> **Kaynaktan Alıntı**
----

GARİP HÂFIZ
Anadolu'da yetişen velîlerden. 1903 (H.1321) senesinde Erzurum'un Cedid
mahallesinde doğdu. İsmi, İbrâhim Hakkı'dır. Erzurumlu İbrâhim Hakkı
hazretlerinin neslindendir. Anne tarafından dedesi HacıMâhir Efendi, Rıfâî
tarîkatı şeyhiydi.
Garip
Hâfız, küçük yaşta her bahar annesi ile birlikte dayısının yanına Erciş
kasabasına giderdi. Buraya yakın olan Tortum Şelâlesi kıyısında akranları ile
oynardı. Bir gün yine şelâlenin kıyısında oynarken, bir bektaşî dedesi gelerek,
çocuklara; "Buradan aşağı atlayabilir misiniz?" diye sordu. O zamanlar beş
yaşında olan Garip Hâfız; "Ben atlarım." diyerek yukarıdan şelâlenin döküldüğü
yere atladı. Allahü teâlânın yardımı ile suya değmesi ile top gibi sıçrayarak
kenara düşmesi bir oldu. Şelâlenin yanındaki keçi yolundan yukarı çıktı. Hâdise
karşısında dehşete kapılan bektâşi dedesi korkusundan hızla uzaklaşıp gitti.

----

> **Saklanan Kayıtlar**
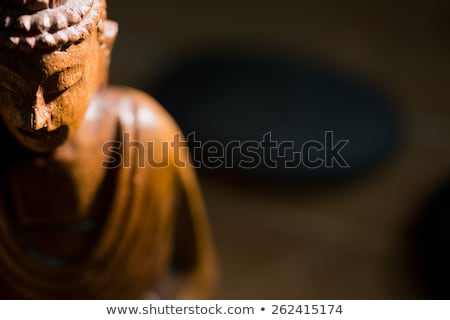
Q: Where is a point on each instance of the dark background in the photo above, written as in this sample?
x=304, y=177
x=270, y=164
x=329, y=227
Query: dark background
x=329, y=241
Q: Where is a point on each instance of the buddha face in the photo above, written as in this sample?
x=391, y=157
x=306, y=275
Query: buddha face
x=44, y=96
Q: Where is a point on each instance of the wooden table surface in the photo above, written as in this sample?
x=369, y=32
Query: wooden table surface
x=345, y=241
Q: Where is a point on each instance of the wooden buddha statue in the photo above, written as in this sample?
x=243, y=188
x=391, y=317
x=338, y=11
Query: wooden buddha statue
x=81, y=215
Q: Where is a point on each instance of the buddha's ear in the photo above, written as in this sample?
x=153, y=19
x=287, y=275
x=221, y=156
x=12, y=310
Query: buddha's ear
x=111, y=28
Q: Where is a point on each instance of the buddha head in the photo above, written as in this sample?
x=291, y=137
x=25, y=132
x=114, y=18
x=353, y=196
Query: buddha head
x=54, y=57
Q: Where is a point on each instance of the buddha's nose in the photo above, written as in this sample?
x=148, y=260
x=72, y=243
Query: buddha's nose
x=41, y=113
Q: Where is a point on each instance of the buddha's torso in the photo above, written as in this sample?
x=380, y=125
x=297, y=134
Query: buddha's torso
x=71, y=228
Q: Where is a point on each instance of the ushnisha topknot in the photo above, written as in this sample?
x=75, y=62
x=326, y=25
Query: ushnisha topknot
x=48, y=24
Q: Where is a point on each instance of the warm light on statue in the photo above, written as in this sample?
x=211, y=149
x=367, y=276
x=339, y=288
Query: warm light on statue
x=70, y=228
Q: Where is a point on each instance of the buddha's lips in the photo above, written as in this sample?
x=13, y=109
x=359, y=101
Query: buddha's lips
x=43, y=133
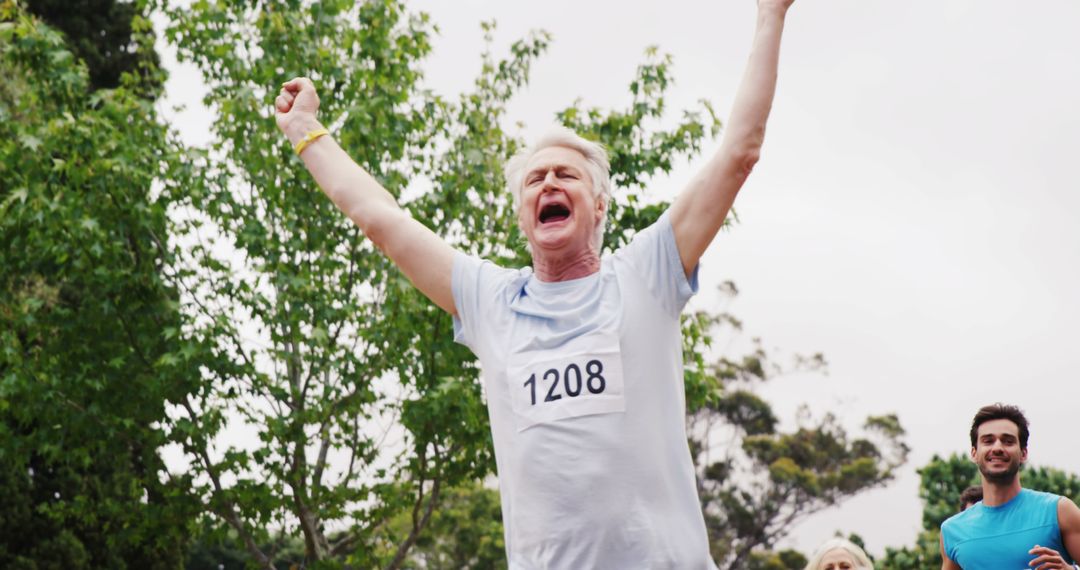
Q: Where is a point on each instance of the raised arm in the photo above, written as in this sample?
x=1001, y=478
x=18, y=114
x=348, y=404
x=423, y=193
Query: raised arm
x=424, y=258
x=699, y=212
x=1068, y=519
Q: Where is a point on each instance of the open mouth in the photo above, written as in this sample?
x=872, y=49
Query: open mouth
x=552, y=213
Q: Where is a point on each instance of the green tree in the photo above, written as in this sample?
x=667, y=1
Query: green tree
x=756, y=482
x=942, y=480
x=464, y=532
x=82, y=393
x=111, y=37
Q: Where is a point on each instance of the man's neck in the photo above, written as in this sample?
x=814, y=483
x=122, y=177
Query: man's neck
x=997, y=494
x=554, y=267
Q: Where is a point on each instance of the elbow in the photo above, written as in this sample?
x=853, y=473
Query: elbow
x=744, y=159
x=378, y=225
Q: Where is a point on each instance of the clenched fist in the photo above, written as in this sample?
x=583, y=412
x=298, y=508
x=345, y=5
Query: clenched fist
x=296, y=107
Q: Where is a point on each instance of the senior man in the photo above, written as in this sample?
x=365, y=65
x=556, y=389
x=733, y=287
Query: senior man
x=581, y=354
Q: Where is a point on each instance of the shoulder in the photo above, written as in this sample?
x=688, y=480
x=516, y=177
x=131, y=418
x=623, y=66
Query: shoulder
x=1042, y=498
x=957, y=521
x=1068, y=514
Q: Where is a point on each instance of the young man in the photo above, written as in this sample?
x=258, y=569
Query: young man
x=581, y=355
x=1012, y=527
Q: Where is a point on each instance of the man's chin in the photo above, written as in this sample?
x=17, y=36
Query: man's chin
x=1001, y=477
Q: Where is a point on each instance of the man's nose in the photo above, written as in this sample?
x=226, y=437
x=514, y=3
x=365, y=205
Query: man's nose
x=549, y=180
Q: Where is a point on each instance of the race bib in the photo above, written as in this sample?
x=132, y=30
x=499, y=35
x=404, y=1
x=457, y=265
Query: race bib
x=580, y=378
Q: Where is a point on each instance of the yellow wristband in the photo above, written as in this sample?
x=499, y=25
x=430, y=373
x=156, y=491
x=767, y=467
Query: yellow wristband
x=309, y=138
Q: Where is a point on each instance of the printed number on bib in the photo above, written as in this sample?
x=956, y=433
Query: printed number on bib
x=571, y=381
x=585, y=380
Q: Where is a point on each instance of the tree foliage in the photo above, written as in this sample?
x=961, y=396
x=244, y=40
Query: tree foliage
x=755, y=480
x=82, y=393
x=110, y=37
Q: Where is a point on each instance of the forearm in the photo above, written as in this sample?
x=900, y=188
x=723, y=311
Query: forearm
x=350, y=187
x=745, y=130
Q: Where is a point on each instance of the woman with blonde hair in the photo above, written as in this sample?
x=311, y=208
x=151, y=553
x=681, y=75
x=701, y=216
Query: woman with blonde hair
x=839, y=554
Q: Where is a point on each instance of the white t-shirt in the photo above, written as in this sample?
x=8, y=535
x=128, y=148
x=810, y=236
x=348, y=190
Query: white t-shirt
x=585, y=396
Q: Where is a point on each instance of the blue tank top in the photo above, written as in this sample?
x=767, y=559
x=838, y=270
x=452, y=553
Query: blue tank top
x=998, y=538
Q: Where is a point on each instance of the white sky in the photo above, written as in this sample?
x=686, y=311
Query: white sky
x=912, y=216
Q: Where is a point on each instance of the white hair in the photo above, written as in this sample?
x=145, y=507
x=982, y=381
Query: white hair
x=862, y=561
x=596, y=163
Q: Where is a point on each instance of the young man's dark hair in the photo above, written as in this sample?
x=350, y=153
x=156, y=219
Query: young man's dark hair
x=971, y=496
x=1000, y=411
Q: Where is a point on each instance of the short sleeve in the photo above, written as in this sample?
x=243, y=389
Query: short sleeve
x=653, y=255
x=480, y=289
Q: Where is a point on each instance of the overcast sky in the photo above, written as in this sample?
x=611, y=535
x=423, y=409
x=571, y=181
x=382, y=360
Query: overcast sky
x=913, y=216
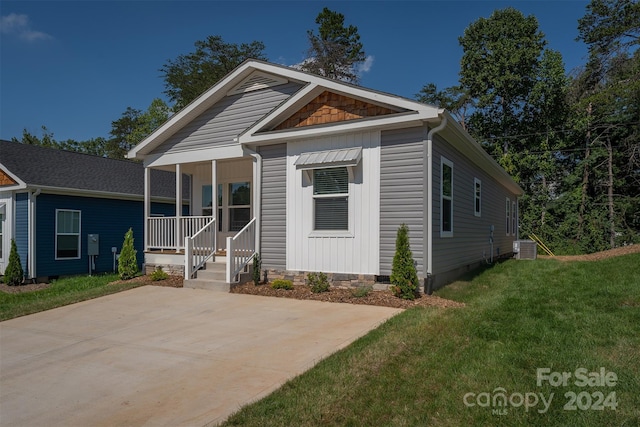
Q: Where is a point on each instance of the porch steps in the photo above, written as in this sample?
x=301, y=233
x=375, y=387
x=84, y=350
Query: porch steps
x=212, y=277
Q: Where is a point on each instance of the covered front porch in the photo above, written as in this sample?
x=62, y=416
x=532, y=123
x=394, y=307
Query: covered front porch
x=216, y=217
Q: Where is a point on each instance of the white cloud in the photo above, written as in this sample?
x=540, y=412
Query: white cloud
x=19, y=25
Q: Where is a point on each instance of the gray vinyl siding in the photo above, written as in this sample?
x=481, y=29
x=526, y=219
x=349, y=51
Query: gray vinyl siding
x=224, y=121
x=22, y=230
x=402, y=169
x=274, y=206
x=471, y=234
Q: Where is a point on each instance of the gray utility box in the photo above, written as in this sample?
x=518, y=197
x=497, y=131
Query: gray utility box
x=93, y=244
x=525, y=249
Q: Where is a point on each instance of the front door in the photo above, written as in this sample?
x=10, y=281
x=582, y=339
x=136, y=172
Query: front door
x=234, y=207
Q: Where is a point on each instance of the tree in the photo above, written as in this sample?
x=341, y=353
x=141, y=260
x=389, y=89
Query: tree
x=127, y=262
x=453, y=99
x=335, y=51
x=133, y=126
x=404, y=277
x=498, y=69
x=13, y=274
x=189, y=75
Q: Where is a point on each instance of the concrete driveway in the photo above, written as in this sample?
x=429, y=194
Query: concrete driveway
x=155, y=356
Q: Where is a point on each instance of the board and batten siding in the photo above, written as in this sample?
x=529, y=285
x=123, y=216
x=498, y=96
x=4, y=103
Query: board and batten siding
x=355, y=251
x=273, y=233
x=223, y=122
x=470, y=242
x=402, y=169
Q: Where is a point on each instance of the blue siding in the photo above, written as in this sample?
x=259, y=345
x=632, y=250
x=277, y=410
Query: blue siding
x=108, y=218
x=22, y=229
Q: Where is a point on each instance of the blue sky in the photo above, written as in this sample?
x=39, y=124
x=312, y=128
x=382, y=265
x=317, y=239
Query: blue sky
x=75, y=66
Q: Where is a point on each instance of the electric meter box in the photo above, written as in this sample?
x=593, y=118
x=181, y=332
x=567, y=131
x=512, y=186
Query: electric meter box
x=93, y=244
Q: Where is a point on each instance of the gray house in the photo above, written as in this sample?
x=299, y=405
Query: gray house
x=317, y=175
x=67, y=211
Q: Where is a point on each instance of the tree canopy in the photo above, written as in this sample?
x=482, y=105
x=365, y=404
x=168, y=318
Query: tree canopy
x=335, y=50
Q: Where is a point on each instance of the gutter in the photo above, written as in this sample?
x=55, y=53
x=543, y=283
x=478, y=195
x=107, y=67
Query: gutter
x=31, y=253
x=429, y=208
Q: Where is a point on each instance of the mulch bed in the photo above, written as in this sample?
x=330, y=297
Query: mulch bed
x=379, y=298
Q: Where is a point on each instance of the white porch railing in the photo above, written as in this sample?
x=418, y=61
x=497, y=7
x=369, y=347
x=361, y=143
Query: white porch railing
x=199, y=248
x=241, y=249
x=161, y=231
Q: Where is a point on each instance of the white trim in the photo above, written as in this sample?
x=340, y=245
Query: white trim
x=477, y=197
x=55, y=245
x=446, y=233
x=507, y=215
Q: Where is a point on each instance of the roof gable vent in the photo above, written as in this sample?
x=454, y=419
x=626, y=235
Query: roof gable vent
x=256, y=81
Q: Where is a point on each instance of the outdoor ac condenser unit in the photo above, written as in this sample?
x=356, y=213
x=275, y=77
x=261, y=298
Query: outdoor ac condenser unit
x=525, y=249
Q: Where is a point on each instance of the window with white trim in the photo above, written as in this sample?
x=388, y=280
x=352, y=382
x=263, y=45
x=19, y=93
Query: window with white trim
x=67, y=234
x=477, y=197
x=514, y=217
x=508, y=215
x=331, y=199
x=446, y=197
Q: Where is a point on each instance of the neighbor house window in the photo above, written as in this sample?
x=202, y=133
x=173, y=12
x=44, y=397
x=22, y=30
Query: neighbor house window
x=446, y=198
x=477, y=197
x=514, y=217
x=239, y=205
x=331, y=199
x=507, y=208
x=67, y=234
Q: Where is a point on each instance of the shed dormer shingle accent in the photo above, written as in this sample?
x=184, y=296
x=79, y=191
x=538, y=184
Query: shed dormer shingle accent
x=331, y=107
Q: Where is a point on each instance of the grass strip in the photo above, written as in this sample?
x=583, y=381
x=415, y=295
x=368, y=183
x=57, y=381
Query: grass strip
x=62, y=292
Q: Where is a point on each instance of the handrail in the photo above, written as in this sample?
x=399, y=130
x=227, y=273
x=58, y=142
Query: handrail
x=241, y=250
x=199, y=248
x=542, y=245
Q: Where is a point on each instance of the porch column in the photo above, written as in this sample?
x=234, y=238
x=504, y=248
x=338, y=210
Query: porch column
x=179, y=236
x=147, y=206
x=214, y=198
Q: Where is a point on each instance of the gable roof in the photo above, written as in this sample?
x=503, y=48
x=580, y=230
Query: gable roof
x=31, y=166
x=254, y=74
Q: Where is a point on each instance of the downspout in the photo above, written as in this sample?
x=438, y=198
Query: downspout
x=257, y=192
x=429, y=225
x=31, y=257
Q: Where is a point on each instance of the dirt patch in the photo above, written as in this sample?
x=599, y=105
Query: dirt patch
x=379, y=298
x=623, y=250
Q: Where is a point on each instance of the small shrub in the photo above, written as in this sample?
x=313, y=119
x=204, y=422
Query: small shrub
x=282, y=284
x=158, y=274
x=14, y=273
x=362, y=291
x=257, y=266
x=127, y=263
x=318, y=282
x=404, y=277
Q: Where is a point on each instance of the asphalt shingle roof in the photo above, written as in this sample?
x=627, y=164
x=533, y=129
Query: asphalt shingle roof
x=49, y=167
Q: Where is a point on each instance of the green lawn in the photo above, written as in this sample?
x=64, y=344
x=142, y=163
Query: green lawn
x=61, y=292
x=521, y=316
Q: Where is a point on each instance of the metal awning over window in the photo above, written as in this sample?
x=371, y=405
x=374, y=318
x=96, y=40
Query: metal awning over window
x=329, y=159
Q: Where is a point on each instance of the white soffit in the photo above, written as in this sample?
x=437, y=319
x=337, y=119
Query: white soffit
x=329, y=158
x=256, y=81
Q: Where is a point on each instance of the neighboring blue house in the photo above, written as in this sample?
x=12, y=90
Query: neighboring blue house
x=51, y=201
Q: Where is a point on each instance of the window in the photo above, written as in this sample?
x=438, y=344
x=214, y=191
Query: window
x=508, y=215
x=239, y=205
x=67, y=234
x=514, y=216
x=331, y=199
x=477, y=197
x=446, y=198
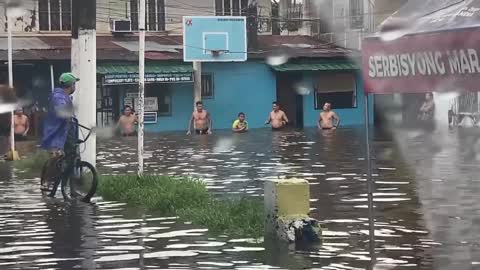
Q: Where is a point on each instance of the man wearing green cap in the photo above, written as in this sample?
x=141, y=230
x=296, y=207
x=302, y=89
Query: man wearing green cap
x=58, y=130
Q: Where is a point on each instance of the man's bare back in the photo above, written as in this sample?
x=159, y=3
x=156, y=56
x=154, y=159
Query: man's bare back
x=278, y=119
x=328, y=119
x=201, y=122
x=127, y=124
x=21, y=125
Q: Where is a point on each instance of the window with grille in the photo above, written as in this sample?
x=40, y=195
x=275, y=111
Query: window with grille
x=55, y=15
x=356, y=14
x=231, y=7
x=338, y=89
x=207, y=86
x=155, y=18
x=294, y=15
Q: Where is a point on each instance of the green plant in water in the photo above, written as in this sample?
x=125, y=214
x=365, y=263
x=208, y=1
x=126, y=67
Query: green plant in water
x=189, y=199
x=33, y=162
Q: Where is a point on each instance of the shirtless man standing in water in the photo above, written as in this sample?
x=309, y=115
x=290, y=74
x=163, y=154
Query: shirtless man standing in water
x=127, y=122
x=201, y=122
x=328, y=119
x=277, y=117
x=22, y=124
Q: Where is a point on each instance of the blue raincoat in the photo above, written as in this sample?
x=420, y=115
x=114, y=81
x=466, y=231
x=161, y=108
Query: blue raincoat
x=58, y=122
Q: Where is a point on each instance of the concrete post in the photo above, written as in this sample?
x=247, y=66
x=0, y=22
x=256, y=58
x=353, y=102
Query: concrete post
x=197, y=82
x=84, y=66
x=287, y=205
x=141, y=85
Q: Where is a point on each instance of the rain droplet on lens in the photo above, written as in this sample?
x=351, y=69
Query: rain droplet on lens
x=393, y=29
x=303, y=88
x=277, y=60
x=104, y=132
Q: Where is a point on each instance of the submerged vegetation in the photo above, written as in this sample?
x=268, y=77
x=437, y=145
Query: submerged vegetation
x=33, y=162
x=166, y=195
x=189, y=199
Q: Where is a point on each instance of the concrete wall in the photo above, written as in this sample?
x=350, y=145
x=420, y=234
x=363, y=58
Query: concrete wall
x=248, y=87
x=348, y=117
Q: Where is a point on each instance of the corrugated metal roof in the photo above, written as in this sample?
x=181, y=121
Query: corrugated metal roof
x=150, y=46
x=320, y=66
x=25, y=43
x=160, y=68
x=111, y=48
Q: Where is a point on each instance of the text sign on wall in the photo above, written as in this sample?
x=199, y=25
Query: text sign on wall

----

> **Çalışma Talimatları**
**1)** Garip Hâfız hakkındaki metne göre aşağıdaki soruları (a), (b), (c) biçiminde işaretleyerek her birini ayrı satırda yanıtlayın.
(a) Garip Hâfız hangi yılda ve nerede doğdu?
(b) Garip Hâfız'ın asıl ismi nedir?
(c) Şelâleden atladığında Garip Hâfız kaç yaşındaydı?
**2)** Kayıtlarda "the white soffit" ifadesini içeren satırdan "x=294, y=15" ifadesini içeren satıra kadar (bu satır da dahil) olan satırları, boş satırları atlayarak "Sıra" ve "Kayıt Satırı" sütunlarından oluşan bir Markdown tablosu olarak biçimlendirin. Resimleri cevaba dahil etmeyin.

> **Görev Çözümleri**
**1)**
(a) 1903 (H.1321) senesinde, Erzurum'un Cedid mahallesinde doğdu.
(b) İbrâhim Hakkı.
(c) Beş yaşındaydı.

**2)**
| Sıra | Kayıt Satırı |
|---|---|
| 1 | Q: Where is a point on each instance of the white soffit in the photo above, written as in this sample? |
| 2 | x=437, y=319 |
| 3 | x=337, y=119 |
| 4 | Query: white soffit |
| 5 | x=329, y=158 |
| 6 | x=256, y=81 |
| 7 | Q: Where is a point on each instance of the neighboring blue house in the photo above, written as in this sample? |
| 8 | x=12, y=90 |
| 9 | Query: neighboring blue house |
| 10 | x=51, y=201 |
| 11 | Q: Where is a point on each instance of the window in the photo above, written as in this sample? |
| 12 | x=438, y=344 |
| 13 | x=214, y=191 |
| 14 | Query: window |
| 15 | x=508, y=215 |
| 16 | x=239, y=205 |
| 17 | x=67, y=234 |
| 18 | x=514, y=216 |
| 19 | x=331, y=199 |
| 20 | x=477, y=197 |
| 21 | x=446, y=198 |
| 22 | Q: Where is a point on each instance of the man wearing green cap in the photo above, written as in this sample? |
| 23 | x=141, y=230 |
| 24 | x=296, y=207 |
| 25 | x=302, y=89 |
| 26 | Query: man wearing green cap |
| 27 | x=58, y=130 |
| 28 | Q: Where is a point on each instance of the man's bare back in the photo above, written as in this sample? |
| 29 | x=159, y=3 |
| 30 | x=156, y=56 |
| 31 | x=154, y=159 |
| 32 | Query: man's bare back |
| 33 | x=278, y=119 |
| 34 | x=328, y=119 |
| 35 | x=201, y=122 |
| 36 | x=127, y=124 |
| 37 | x=21, y=125 |
| 38 | Q: Where is a point on each instance of the window with grille in the photo above, written as in this sample? |
| 39 | x=40, y=195 |
| 40 | x=275, y=111 |
| 41 | Query: window with grille |
| 42 | x=55, y=15 |
| 43 | x=356, y=14 |
| 44 | x=231, y=7 |
| 45 | x=338, y=89 |
| 46 | x=207, y=86 |
| 47 | x=155, y=18 |
| 48 | x=294, y=15 |